• **PROMPT**
Once the records below have been read, copy them all out exactly.

• **DATA FOR PROCESSING**
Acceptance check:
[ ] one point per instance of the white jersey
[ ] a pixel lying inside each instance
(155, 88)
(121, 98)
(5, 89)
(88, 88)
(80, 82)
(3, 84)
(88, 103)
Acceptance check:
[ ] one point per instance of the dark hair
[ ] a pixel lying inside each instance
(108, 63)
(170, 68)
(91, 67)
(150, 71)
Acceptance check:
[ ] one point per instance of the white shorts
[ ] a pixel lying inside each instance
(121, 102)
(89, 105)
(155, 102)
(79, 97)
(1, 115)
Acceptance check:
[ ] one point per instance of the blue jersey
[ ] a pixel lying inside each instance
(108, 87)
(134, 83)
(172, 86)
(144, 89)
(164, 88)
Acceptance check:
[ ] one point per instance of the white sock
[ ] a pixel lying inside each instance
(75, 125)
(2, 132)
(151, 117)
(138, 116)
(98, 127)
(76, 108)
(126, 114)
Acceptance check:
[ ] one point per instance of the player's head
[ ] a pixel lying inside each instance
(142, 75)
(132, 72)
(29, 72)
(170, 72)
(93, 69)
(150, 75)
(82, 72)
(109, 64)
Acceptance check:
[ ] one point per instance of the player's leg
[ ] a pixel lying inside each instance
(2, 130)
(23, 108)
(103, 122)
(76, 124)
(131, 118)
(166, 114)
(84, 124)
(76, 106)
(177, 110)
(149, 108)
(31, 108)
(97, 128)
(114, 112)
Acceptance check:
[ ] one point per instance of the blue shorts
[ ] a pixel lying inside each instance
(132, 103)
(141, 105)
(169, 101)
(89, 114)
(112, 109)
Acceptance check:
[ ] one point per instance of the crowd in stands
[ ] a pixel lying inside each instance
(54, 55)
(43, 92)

• **WRITTEN RESPONSE**
Acceptance check:
[ ] one point per instance of the white jersey
[ ] a pixel lying inside each instance
(155, 88)
(121, 98)
(5, 89)
(88, 88)
(80, 82)
(3, 84)
(88, 103)
Acceptance check:
[ ] one point per instance of the dark hair
[ ] a pixel lying inside each instance
(108, 63)
(170, 68)
(91, 67)
(150, 71)
Acceptance check:
[ ] one point per instance of the white shorts
[ ] a pixel lying inside each instance
(121, 102)
(89, 105)
(155, 102)
(79, 97)
(1, 115)
Acceptance check:
[ ] one point per instance of the blue jersey
[ ] a pixel lying inside each instance
(108, 87)
(134, 83)
(172, 86)
(144, 89)
(164, 88)
Acceptance check:
[ ] one point per instance of the white sock
[ ] a pixel lying inside each instance
(75, 125)
(2, 132)
(151, 117)
(138, 116)
(98, 127)
(76, 108)
(126, 114)
Acceptance check:
[ ] one point per instance of the player's head
[ ] a pixel lying inside each instance
(142, 75)
(132, 72)
(29, 72)
(170, 72)
(93, 69)
(150, 75)
(82, 72)
(109, 64)
Acceptance check:
[ ] one point per instance of the player's leg
[ ] a pixel lying inside each instance
(2, 130)
(23, 108)
(103, 122)
(76, 124)
(131, 118)
(166, 114)
(84, 124)
(76, 106)
(177, 110)
(149, 108)
(31, 108)
(97, 128)
(114, 112)
Acceptance check:
[ ] one point per instance of the blue shorts
[ ] a pixel lying inside each instance
(132, 103)
(141, 105)
(169, 101)
(89, 114)
(112, 109)
Acceptance check:
[ ] one point per instance of the crowd in stands
[ ] a pixel lying inside each instance
(54, 55)
(43, 92)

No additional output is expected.